▶ _Attività da svolgere_
1 > Copia senza alcuna modifica la porzione dell'elenco che inizia con la riga contenente "drop a point: the bicycle rear wheel" e arriva fino alla fine dell'elenco, entrambi gli estremi inclusi.
2 > Prosegui il testo sul piano aeroporti a partire dal punto in cui si interrompe.

▶ _Testo fornito_
Quando il cosiddetto sviluppo del territorio caro ai grandi interessi e micidiale per tutto il resto diventa politica nazionale e pure strategica di occupazione autoritaria dello spazio
di Orlando Cecini
Più che a un piano aeroporti, quello presentato nei giorni scorsi dal ministro delle Infrastrutture e dei Trasporti, Maurizio Lupi, assomiglia a un piano strade. La riorganizzazione degli scalisuddivisi in strategici, nazionali e locali, non aggiunge né toglie nulla infatti alla situazione del traffico aereo, decide a tavolino che ogni regione deve avere un aeroporto di riferimento anche se di fatto fa meno transiti di un rifugio di montagna. Invece di lasciar parlare il libero mercato, il piano – di chiara impronta statalista – di fatto certifica anche per il futuro la possibilità di buttare altri soldi pubblici in nuove infrastrutture. Anche attorno ad aeroporti che non cresceranno mai.

▶ _Voci di dati_
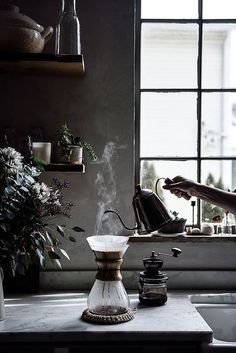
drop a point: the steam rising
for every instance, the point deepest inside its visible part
(105, 184)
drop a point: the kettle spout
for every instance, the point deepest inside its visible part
(111, 211)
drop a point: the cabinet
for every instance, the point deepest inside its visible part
(42, 64)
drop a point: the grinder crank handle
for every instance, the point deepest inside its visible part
(185, 195)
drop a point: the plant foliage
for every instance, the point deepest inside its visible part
(27, 212)
(67, 139)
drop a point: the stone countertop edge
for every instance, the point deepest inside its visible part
(158, 238)
(57, 318)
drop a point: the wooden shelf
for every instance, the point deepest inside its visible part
(49, 64)
(57, 167)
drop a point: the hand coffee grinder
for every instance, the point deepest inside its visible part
(153, 282)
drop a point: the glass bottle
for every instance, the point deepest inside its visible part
(67, 39)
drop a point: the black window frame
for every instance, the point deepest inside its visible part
(198, 90)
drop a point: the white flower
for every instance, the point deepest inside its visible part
(42, 191)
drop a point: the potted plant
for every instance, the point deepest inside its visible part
(175, 226)
(28, 235)
(72, 147)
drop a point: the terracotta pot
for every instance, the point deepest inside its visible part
(20, 33)
(76, 155)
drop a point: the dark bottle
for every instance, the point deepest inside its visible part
(152, 282)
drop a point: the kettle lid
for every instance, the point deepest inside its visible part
(10, 16)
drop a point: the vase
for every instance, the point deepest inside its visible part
(68, 30)
(76, 155)
(2, 307)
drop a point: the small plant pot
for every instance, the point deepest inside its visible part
(76, 155)
(175, 226)
(42, 150)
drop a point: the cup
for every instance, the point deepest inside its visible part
(42, 150)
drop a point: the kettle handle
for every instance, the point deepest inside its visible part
(136, 215)
(47, 33)
(1, 274)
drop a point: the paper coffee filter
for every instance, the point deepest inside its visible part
(108, 242)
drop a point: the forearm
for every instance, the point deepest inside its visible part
(220, 198)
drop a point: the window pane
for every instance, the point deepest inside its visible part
(218, 124)
(219, 9)
(168, 124)
(169, 9)
(219, 56)
(169, 55)
(152, 170)
(220, 174)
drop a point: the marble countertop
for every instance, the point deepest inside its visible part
(56, 317)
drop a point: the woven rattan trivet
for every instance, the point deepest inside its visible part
(87, 315)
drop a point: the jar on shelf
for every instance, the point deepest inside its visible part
(67, 39)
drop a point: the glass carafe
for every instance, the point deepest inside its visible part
(108, 298)
(67, 39)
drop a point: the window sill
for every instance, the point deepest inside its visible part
(182, 239)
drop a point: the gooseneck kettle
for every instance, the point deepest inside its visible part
(150, 212)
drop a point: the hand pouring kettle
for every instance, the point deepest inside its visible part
(150, 212)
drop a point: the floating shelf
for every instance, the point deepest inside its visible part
(79, 168)
(42, 63)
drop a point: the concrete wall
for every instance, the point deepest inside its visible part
(99, 106)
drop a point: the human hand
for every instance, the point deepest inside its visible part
(180, 186)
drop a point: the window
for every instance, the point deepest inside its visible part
(186, 97)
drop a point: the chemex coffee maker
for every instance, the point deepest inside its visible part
(150, 212)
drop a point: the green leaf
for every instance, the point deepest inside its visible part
(10, 189)
(42, 236)
(41, 258)
(26, 260)
(5, 227)
(72, 239)
(49, 238)
(65, 254)
(78, 229)
(61, 231)
(53, 255)
(56, 262)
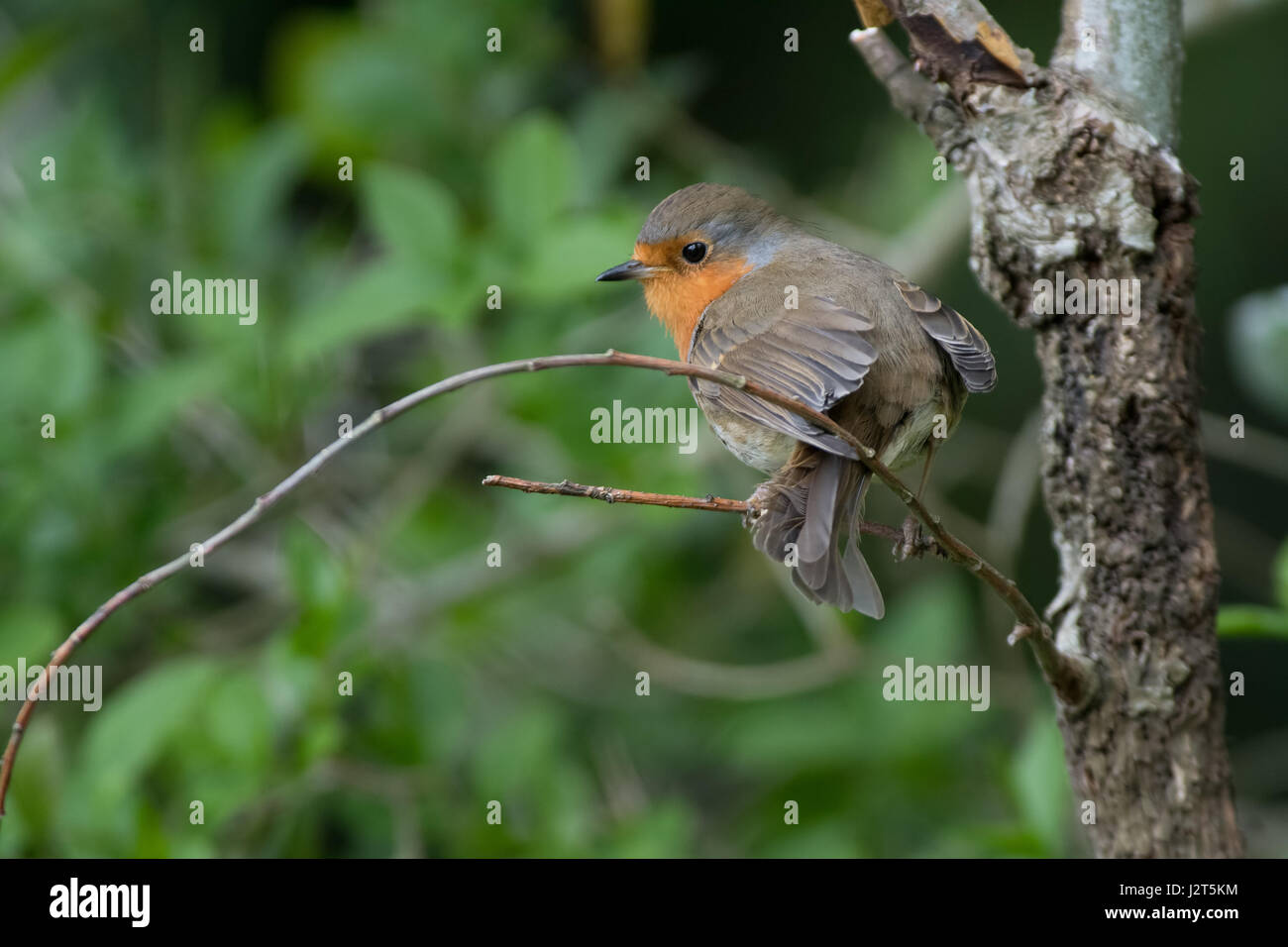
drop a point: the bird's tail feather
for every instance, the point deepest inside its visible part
(814, 505)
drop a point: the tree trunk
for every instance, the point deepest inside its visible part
(1072, 178)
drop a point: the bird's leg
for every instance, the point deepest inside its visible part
(914, 541)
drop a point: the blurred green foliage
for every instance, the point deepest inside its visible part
(475, 684)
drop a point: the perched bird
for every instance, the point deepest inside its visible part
(748, 291)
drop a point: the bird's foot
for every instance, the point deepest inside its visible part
(756, 504)
(914, 541)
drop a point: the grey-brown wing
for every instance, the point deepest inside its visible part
(960, 339)
(815, 355)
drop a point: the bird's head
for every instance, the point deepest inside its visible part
(696, 245)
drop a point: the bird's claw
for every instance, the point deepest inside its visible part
(914, 541)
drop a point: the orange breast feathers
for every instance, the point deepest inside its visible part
(679, 294)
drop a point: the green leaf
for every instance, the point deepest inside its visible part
(1279, 577)
(532, 174)
(1250, 621)
(1258, 346)
(138, 720)
(378, 299)
(1041, 784)
(415, 217)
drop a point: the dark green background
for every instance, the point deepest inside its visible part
(518, 684)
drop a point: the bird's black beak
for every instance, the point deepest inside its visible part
(631, 269)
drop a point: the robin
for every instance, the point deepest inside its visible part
(748, 291)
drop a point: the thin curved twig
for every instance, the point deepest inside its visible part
(713, 504)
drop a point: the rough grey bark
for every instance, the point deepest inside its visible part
(1070, 170)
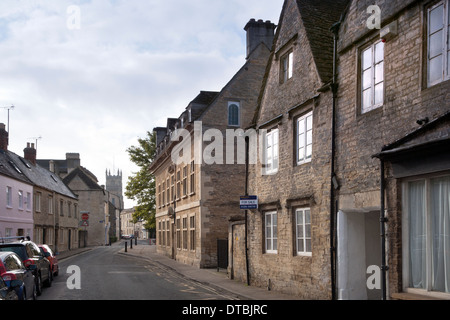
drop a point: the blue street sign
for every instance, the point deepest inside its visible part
(248, 202)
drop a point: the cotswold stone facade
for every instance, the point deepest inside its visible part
(196, 198)
(289, 233)
(407, 127)
(329, 186)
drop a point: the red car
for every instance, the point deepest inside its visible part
(48, 253)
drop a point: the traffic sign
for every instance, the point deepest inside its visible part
(248, 202)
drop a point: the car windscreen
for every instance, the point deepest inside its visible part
(19, 249)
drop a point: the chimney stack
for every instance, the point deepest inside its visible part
(257, 32)
(3, 137)
(73, 161)
(30, 153)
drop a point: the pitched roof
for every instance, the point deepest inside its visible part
(317, 18)
(40, 176)
(8, 168)
(85, 175)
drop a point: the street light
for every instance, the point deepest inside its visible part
(8, 108)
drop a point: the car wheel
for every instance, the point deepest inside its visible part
(34, 295)
(48, 282)
(38, 285)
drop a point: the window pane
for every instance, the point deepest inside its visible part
(435, 44)
(291, 64)
(436, 20)
(309, 123)
(440, 215)
(379, 72)
(300, 247)
(367, 79)
(379, 93)
(367, 100)
(301, 140)
(366, 58)
(308, 245)
(301, 125)
(417, 234)
(435, 69)
(379, 52)
(308, 151)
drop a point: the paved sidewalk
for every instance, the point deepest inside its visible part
(207, 276)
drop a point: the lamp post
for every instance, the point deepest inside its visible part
(8, 108)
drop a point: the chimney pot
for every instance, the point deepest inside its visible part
(30, 153)
(4, 141)
(259, 32)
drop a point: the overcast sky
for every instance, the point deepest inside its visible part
(93, 76)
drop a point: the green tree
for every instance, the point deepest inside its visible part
(141, 185)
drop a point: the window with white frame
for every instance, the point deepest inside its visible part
(426, 233)
(271, 235)
(372, 77)
(438, 43)
(20, 193)
(28, 201)
(303, 231)
(9, 197)
(287, 66)
(271, 151)
(233, 113)
(304, 138)
(37, 201)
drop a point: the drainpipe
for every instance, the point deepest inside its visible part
(383, 220)
(246, 222)
(333, 182)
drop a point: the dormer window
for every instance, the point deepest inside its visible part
(233, 113)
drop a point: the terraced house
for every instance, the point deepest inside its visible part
(195, 198)
(356, 132)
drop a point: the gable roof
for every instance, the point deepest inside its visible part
(8, 168)
(85, 175)
(40, 176)
(318, 16)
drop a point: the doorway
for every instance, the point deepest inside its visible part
(358, 247)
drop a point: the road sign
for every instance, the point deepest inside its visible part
(248, 202)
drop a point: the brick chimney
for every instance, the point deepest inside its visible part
(257, 32)
(3, 137)
(30, 153)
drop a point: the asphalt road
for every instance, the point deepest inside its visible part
(105, 274)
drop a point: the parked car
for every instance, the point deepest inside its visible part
(51, 256)
(16, 276)
(7, 293)
(30, 255)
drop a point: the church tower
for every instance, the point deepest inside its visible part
(114, 185)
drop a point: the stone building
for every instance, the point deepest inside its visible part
(353, 154)
(102, 206)
(16, 212)
(194, 197)
(54, 207)
(288, 236)
(392, 150)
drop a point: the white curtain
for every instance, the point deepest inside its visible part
(417, 234)
(440, 211)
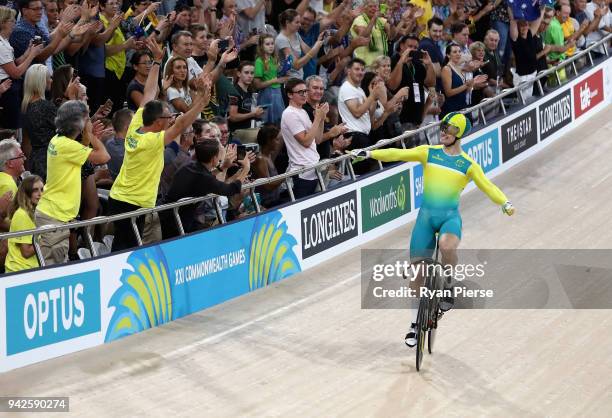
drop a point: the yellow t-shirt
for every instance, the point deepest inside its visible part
(568, 30)
(7, 184)
(428, 14)
(143, 163)
(62, 197)
(115, 63)
(367, 53)
(15, 261)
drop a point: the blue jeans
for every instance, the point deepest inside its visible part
(504, 47)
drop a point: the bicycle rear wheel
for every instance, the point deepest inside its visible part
(421, 327)
(433, 316)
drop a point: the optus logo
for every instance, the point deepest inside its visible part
(485, 150)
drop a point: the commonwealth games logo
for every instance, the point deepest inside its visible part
(144, 299)
(271, 257)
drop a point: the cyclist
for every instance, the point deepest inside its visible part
(447, 169)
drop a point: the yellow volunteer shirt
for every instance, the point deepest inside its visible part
(428, 14)
(7, 184)
(568, 30)
(15, 261)
(115, 63)
(62, 197)
(143, 163)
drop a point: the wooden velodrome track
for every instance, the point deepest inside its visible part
(303, 347)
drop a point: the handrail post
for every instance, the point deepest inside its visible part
(290, 188)
(351, 171)
(320, 178)
(135, 229)
(484, 120)
(520, 92)
(177, 219)
(41, 260)
(94, 251)
(255, 202)
(539, 80)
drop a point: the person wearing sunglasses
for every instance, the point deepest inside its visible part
(301, 136)
(447, 169)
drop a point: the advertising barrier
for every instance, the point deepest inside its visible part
(54, 311)
(588, 93)
(555, 114)
(519, 134)
(385, 200)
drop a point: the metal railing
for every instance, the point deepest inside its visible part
(318, 168)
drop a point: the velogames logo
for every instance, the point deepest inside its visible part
(47, 312)
(485, 150)
(555, 114)
(519, 134)
(385, 200)
(588, 93)
(328, 224)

▶ _Risposte fornite_
1 >
drop a point: the bicycle rear wheel
for every instance, the point deepest inside its visible part
(421, 327)
(433, 316)
drop a point: the optus logo
for every instance, the point deepest inside its visible part
(485, 150)
drop a point: the commonwealth games logo
for every instance, the point deepest inside its visible part
(144, 299)
(271, 257)
drop a point: the cyclist
for every instance, the point deepest inside its visible part
(447, 169)
drop a point: the yellow volunteer shirt
for every instance, the point deepest inside its visible part
(428, 14)
(7, 184)
(568, 30)
(15, 261)
(115, 63)
(62, 197)
(143, 163)
drop a point: the wooden velodrome track
for every instance, the point deepest inside its visible part
(303, 347)
drop a point: the handrail post
for every instance, the point deepest inside its visible part
(290, 188)
(351, 171)
(320, 178)
(135, 229)
(484, 120)
(520, 92)
(177, 219)
(41, 260)
(94, 251)
(255, 202)
(539, 80)
drop a point: the person wearing sunglasses
for every instance, the point deepest inside its visible part
(301, 136)
(447, 169)
drop a point: the advertising barrier
for every instance, the point deepest inside its visible part
(54, 311)
(588, 93)
(555, 114)
(519, 134)
(385, 200)
drop a point: the metal railing
for every instance, the point deepest inside its visible part
(318, 168)
drop a point: the velogames logo
for every instance, the point deepest inside its visible part
(47, 312)
(485, 150)
(555, 114)
(519, 134)
(385, 200)
(588, 93)
(328, 224)

2 >
E’ vero, rispetto ai ministri che lo hanno preceduto nel tentativo di riorganizzazione, le piste con il certificato di valenza nazionale sono diminuite numericamente, ma è il mix di scelta a lasciare profondi dubbi. In sostanza ora esistono undici aeroporti strategici e altri 26 scali di interesse nazionale. Per individuare gli scali strategici, il territorio nazionale è stato ripartito in 10 bacini di traffico e per ciascuno è stato identificato un aeroporto strategico, con l’eccezione del Centro-Nord, dove ce ne sono due: Bologna e Firenze-Pisa che dovranno fondersi. Nel testo portato al consiglio dei Ministri il 17 gennaio scorso si scopre che in Sicilia a meritare contributi pubblici nazionali anche per le relative infrastrutture saranno Catania, Palermo, Pantelleria, Lampedusa e Comiso, che nel 2013 ha fatto registrare poco più di 60mila passeggeri. Un nulla che riesce a fare comunque bella figura se lo si mette a confronto con Brescia-Montichiari. L’aeroporto D’Annunzio, in sistema con il Valerio Catullo di Verona, nei primi 11 mesi del 2013 (ultimo dato disponibile) ha visto atterrare o decollare non più di 30 passeggeri al giorno (circa 10mila in tutto). Costerebbe meno accompagnarli in auto a destinazione.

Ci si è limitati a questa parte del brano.